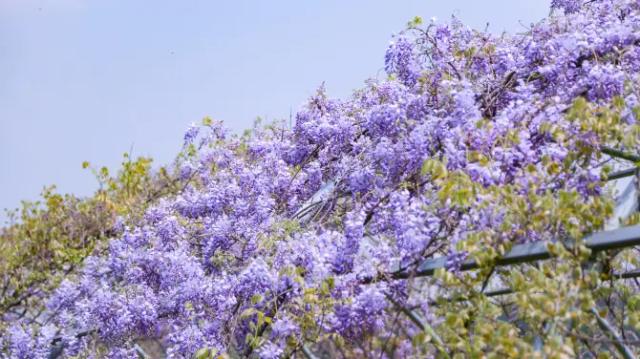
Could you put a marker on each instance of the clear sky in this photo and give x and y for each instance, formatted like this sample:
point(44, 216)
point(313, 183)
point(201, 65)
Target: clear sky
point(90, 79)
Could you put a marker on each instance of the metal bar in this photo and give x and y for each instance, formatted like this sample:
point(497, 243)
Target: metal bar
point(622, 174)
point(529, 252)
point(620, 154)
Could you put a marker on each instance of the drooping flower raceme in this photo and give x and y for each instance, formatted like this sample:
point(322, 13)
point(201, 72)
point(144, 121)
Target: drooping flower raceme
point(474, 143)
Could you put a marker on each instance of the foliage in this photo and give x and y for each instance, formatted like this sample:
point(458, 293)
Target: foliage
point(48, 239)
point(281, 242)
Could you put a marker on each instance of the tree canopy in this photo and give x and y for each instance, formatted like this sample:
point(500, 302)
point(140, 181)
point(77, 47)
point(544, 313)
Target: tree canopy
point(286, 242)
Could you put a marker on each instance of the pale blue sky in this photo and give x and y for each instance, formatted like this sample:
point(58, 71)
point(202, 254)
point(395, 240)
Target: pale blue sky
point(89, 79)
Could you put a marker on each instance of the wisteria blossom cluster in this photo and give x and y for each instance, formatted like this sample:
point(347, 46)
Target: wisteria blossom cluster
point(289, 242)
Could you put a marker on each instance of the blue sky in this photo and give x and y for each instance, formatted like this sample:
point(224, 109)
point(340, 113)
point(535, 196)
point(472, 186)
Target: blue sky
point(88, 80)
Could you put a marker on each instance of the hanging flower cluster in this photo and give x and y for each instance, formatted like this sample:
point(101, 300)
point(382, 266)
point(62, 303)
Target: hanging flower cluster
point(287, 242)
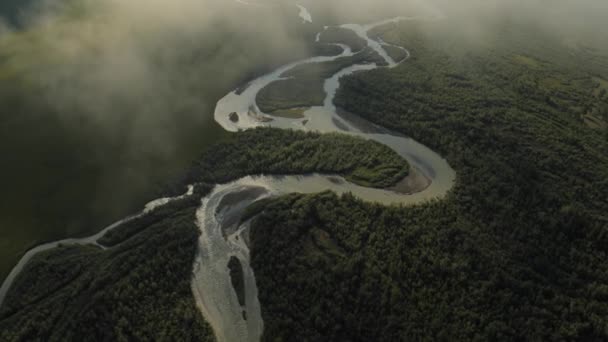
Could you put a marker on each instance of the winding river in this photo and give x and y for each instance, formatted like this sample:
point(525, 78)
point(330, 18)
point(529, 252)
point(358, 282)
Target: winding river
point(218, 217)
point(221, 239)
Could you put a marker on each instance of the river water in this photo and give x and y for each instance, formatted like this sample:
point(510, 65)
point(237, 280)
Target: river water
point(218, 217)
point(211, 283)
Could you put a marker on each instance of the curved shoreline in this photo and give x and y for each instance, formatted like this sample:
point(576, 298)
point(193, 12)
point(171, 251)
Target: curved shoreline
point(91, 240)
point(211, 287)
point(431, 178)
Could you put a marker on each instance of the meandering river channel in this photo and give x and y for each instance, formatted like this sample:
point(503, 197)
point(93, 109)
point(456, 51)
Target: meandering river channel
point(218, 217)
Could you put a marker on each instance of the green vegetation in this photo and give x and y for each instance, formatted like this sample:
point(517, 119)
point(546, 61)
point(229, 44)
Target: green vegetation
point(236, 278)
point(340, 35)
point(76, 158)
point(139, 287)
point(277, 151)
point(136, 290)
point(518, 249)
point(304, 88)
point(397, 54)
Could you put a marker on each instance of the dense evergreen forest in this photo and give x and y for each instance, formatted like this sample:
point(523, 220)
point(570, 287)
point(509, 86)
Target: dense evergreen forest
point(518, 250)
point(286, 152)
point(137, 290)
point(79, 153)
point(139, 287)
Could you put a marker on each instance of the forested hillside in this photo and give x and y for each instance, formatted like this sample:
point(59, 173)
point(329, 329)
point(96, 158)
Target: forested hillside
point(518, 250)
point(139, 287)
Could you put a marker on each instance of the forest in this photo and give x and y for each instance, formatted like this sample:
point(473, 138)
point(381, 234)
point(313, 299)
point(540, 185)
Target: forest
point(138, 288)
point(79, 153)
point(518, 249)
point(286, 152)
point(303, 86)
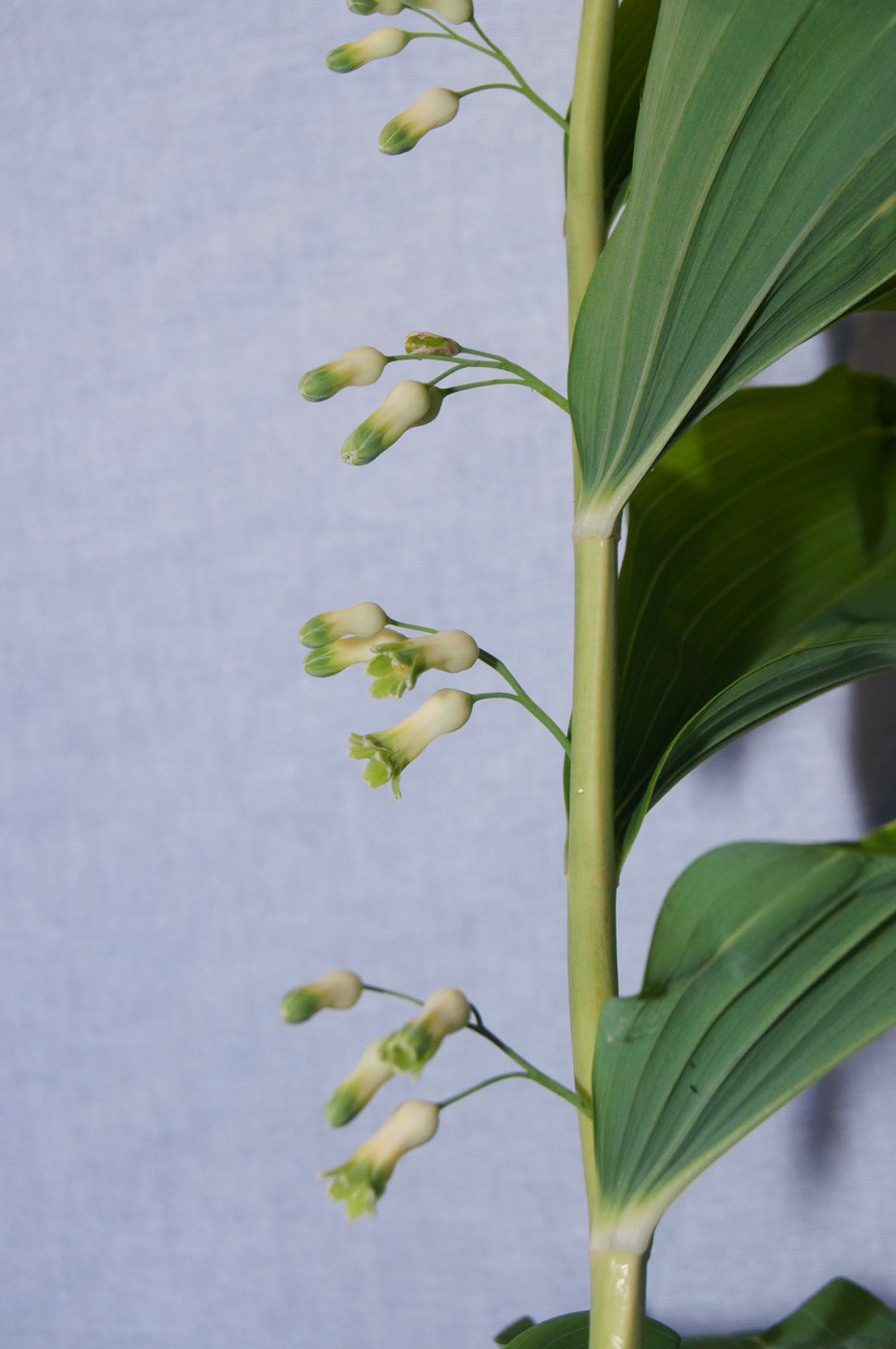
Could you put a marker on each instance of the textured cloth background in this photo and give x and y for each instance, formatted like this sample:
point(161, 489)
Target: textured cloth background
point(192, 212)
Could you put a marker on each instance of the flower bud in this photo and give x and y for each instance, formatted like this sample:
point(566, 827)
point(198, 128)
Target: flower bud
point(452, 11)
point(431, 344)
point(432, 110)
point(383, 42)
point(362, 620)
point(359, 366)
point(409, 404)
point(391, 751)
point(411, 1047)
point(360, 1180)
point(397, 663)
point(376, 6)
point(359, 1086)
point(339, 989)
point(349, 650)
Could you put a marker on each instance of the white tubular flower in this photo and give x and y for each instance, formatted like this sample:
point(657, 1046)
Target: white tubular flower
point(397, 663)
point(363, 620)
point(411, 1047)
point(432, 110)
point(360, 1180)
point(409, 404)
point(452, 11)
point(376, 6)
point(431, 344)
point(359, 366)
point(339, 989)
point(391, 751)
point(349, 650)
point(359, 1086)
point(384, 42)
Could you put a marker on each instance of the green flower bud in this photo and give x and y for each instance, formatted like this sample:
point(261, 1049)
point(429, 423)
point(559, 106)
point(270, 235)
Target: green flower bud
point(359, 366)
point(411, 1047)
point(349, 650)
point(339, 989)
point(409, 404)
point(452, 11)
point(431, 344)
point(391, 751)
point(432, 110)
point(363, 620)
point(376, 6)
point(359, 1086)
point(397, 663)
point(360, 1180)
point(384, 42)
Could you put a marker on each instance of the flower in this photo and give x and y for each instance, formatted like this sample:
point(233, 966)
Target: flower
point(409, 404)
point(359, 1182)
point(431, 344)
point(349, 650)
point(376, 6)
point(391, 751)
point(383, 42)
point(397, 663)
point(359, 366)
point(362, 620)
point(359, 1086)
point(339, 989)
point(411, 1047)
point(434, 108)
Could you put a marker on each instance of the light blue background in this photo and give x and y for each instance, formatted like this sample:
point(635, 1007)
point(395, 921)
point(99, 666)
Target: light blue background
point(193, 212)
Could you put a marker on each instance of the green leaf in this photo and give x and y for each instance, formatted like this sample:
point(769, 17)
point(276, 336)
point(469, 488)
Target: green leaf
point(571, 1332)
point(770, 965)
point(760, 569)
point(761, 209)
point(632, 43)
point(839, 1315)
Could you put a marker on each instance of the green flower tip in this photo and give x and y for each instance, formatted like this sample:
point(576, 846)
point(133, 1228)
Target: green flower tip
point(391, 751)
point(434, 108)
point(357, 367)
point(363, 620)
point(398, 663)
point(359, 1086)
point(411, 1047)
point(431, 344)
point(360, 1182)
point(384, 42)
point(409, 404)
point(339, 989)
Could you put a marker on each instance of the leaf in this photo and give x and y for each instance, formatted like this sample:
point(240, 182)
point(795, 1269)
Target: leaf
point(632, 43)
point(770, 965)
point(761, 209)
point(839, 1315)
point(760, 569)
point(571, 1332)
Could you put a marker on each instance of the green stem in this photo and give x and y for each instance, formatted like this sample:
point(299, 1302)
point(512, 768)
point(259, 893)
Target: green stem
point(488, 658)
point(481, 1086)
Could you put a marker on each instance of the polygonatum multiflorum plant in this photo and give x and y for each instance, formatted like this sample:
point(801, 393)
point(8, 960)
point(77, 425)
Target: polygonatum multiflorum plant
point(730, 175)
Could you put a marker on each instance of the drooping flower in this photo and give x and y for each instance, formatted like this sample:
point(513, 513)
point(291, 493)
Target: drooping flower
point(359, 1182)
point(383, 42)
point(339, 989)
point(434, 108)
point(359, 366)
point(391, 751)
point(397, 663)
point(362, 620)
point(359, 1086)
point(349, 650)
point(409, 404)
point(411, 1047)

◆ ◆ ◆ ◆ ◆

WHAT NEEDS TO BE DONE :: Reproduce the entries exactly. Do not carry over any picture.

TASK RESULT ::
Could you put a marker on each instance of the clear sky in this photo and give x and y for each instance, formatted like this sample:
point(44, 216)
point(313, 183)
point(201, 65)
Target: clear sky
point(90, 79)
Could you put a marker on each instance of the metal bar in this photo and give x and y for each instance, formatted like this sample:
point(497, 243)
Target: metal bar
point(622, 174)
point(529, 252)
point(620, 154)
Could you put a marker on each instance of the drooping flower raceme in this photo and give x and y for each instance, formatted like this sample:
point(322, 13)
point(201, 72)
point(144, 121)
Target: drooping flower raceme
point(474, 143)
Could you put a marker on each instance of the foliage in this photo and give x and y for each instance, formatted like this sample:
point(458, 293)
Target: foliage
point(48, 239)
point(281, 242)
Could you put a marker on each instance of the tree canopy in this photo and give x and y for each instance, formatted like this sample:
point(500, 302)
point(140, 181)
point(77, 47)
point(544, 313)
Target: tree canopy
point(286, 242)
Could you put a marker on each instance of the pale blue sky in this photo and give x and y for each instance, formatted like this sample:
point(58, 71)
point(202, 254)
point(395, 240)
Target: pale blue sky
point(89, 79)
Could you put a marker on each instance of the wisteria blossom cluster in this photo and give x and y for each instance, formatted like this sample:
point(347, 46)
Target: wisteria blossom cluster
point(289, 242)
Could you put a marker on each instance of the blue sky in this photo and give x and y for each instance, formatted like this sample:
point(224, 109)
point(340, 113)
point(535, 196)
point(472, 186)
Target: blue sky
point(88, 80)
Could you put a marker on each instance of the hanging flower cluster in this photo and give x and y for each instance, formatted like this sample:
point(101, 300)
point(382, 266)
point(62, 303)
Target: hanging flower cluster
point(287, 242)
Could you put a marker on each instance of the winding river in this photo and give x and y for each instance, formatted like this sample:
point(525, 78)
point(330, 18)
point(529, 252)
point(358, 282)
Target: winding river
point(218, 217)
point(221, 239)
Could you put a marker on each instance of the river water in this photo and give x and y for each instance, formatted like this sample:
point(510, 65)
point(237, 280)
Target: river water
point(218, 217)
point(211, 283)
Could you put a marker on each instance of the curved shoreline in this photo and give x and y for each instance, formatted like this sample:
point(576, 298)
point(193, 12)
point(171, 251)
Target: curved shoreline
point(91, 240)
point(211, 287)
point(431, 178)
Could you put a marker on each instance of the meandering river channel in this photo and give x and y for each instance, formatted like this sample:
point(503, 197)
point(93, 109)
point(456, 51)
Target: meandering river channel
point(218, 217)
Could you put a marker on each instance of the green vegetation in this photo and give x and y for each instance, formatted like this sample:
point(517, 119)
point(546, 61)
point(229, 44)
Target: green vegetation
point(236, 278)
point(340, 35)
point(76, 158)
point(139, 287)
point(277, 151)
point(136, 290)
point(518, 249)
point(304, 88)
point(397, 54)
Could you put a marker on each instance of the dense evergreen forest in this photo and give x and y for each instance, formatted like this sample:
point(523, 220)
point(570, 287)
point(509, 86)
Target: dense evergreen forest
point(518, 250)
point(286, 152)
point(137, 290)
point(79, 153)
point(139, 287)
Could you put a marker on each instance of the forested hillside in this photo and give x and y for each instance, formatted like this sample:
point(59, 173)
point(329, 329)
point(96, 158)
Target: forested hillside
point(518, 250)
point(139, 287)
Could you put a marker on each instance of the forest in this photo and give x and y for each instance, formatted like this sample:
point(473, 138)
point(381, 234)
point(313, 299)
point(540, 185)
Target: forest
point(138, 288)
point(79, 153)
point(518, 249)
point(286, 152)
point(303, 86)
Could you put a marker on each instance of the textured cloth background in this photo and give x and y for each instance, formatted like this sample:
point(161, 489)
Target: textured cloth background
point(192, 212)
Could you put a marker on each instance of the flower bud in this photo and give x and y for each instance, formatted like this sample:
point(566, 827)
point(198, 128)
Target: flower bud
point(452, 11)
point(431, 344)
point(432, 110)
point(383, 42)
point(362, 620)
point(359, 366)
point(409, 404)
point(391, 751)
point(411, 1047)
point(360, 1180)
point(397, 663)
point(376, 6)
point(359, 1086)
point(339, 989)
point(349, 650)
Could you put a marker on each instance of the white tubular flower in this photo and give x and y for each instance, formatted like this sample:
point(657, 1046)
Target: white tubular flower
point(397, 663)
point(363, 620)
point(411, 1047)
point(432, 110)
point(360, 1180)
point(409, 404)
point(452, 11)
point(376, 6)
point(431, 344)
point(359, 366)
point(339, 989)
point(391, 751)
point(349, 650)
point(359, 1086)
point(384, 42)
Could you put a marker on each instance of the green flower bud in this photo and give x and y for each instance, formatted like this sample:
point(261, 1049)
point(429, 423)
point(559, 106)
point(270, 235)
Target: green flower bud
point(359, 366)
point(411, 1047)
point(349, 650)
point(339, 989)
point(409, 404)
point(452, 11)
point(431, 344)
point(391, 751)
point(432, 110)
point(363, 620)
point(376, 6)
point(359, 1086)
point(397, 663)
point(360, 1180)
point(384, 42)
Could you put a marker on each instance of the flower in this photo and give x and y for each instance, formatted like this sample:
point(233, 966)
Target: flower
point(409, 404)
point(359, 1182)
point(431, 344)
point(349, 650)
point(376, 6)
point(391, 751)
point(383, 42)
point(397, 663)
point(359, 366)
point(362, 620)
point(359, 1086)
point(339, 989)
point(411, 1047)
point(434, 108)
Could you put a marker on each instance of the light blue background in this photo and give x and y for each instance, formatted like this sample:
point(635, 1007)
point(395, 921)
point(99, 666)
Target: light blue background
point(193, 212)
Could you put a marker on each instance of the green leaf in this photo and give x and y for each instance, formatted like this sample:
point(769, 17)
point(276, 336)
point(469, 488)
Target: green leaf
point(571, 1332)
point(770, 965)
point(760, 569)
point(761, 209)
point(632, 43)
point(839, 1315)
Could you put a marker on each instance of the green flower tip in this photo and give x and y for each instance, formatted like this sample:
point(576, 846)
point(133, 1228)
Target: green flower tip
point(391, 751)
point(434, 108)
point(357, 367)
point(363, 620)
point(398, 663)
point(359, 1086)
point(411, 1047)
point(431, 344)
point(360, 1182)
point(384, 42)
point(409, 404)
point(339, 989)
Could you put a marker on each instance of the leaf in this photo and give x and y for each instance, formatted like this sample:
point(240, 182)
point(795, 1269)
Target: leaf
point(632, 43)
point(770, 965)
point(761, 209)
point(839, 1315)
point(760, 569)
point(571, 1332)
Could you put a marker on each instance of the green stem in this photo and give x and y for each instance, formatted like this sample:
point(299, 1302)
point(512, 768)
point(259, 893)
Target: green stem
point(488, 658)
point(481, 1086)
Could you put a marker on each instance of the polygonatum multiflorum plant in this photo and give x and y for each instance, formatted like this sample:
point(801, 393)
point(8, 960)
point(77, 425)
Target: polygonatum multiflorum plant
point(730, 175)
Could you put a marker on each instance of the drooping flower in this photo and give x and y for each instance, formatted like this sample:
point(513, 513)
point(291, 493)
Target: drooping flower
point(359, 1182)
point(383, 42)
point(339, 989)
point(434, 108)
point(359, 366)
point(391, 751)
point(397, 663)
point(362, 620)
point(359, 1086)
point(349, 650)
point(409, 404)
point(411, 1047)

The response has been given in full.